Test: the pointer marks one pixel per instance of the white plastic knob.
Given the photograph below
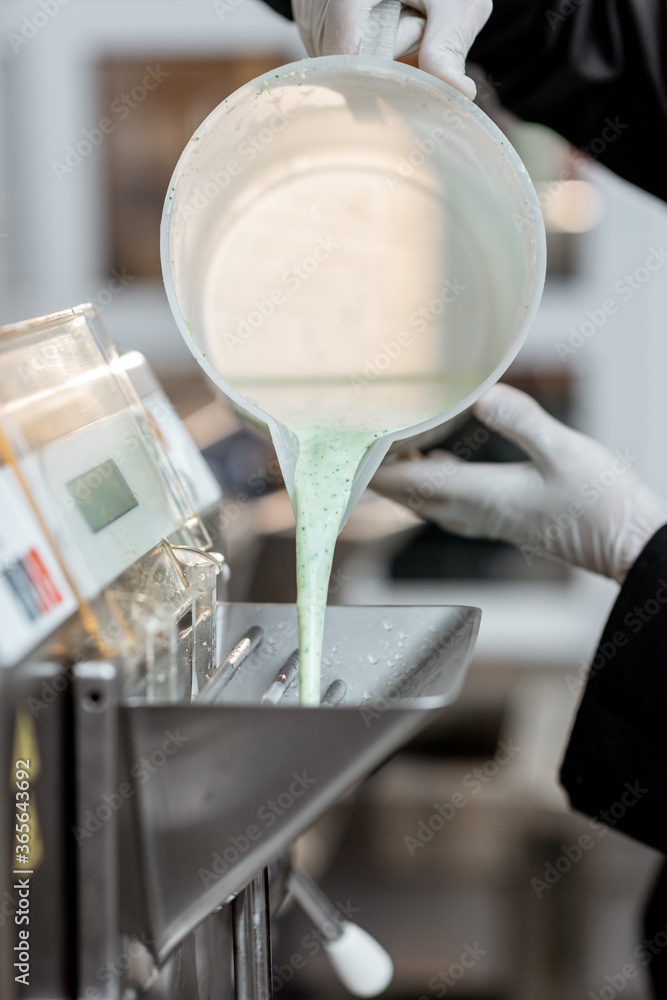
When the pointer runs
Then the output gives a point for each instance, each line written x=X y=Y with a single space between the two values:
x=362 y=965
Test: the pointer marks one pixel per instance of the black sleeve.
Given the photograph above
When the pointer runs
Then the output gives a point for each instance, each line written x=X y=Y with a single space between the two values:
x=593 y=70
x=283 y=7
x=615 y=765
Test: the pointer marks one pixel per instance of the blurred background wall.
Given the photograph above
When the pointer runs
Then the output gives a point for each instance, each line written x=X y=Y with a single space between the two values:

WHAT THE TASK ASKS:
Starting from the records above, filter out all lines except those containing the word "pixel".

PROBLEM SOLUTION:
Test: the pointer marks one pixel per instance of the white plastic knob.
Test: the pointer marks one pixel per instance of the black sleeve.
Test: the pointer marks one pixel per instance of the blurred background wall.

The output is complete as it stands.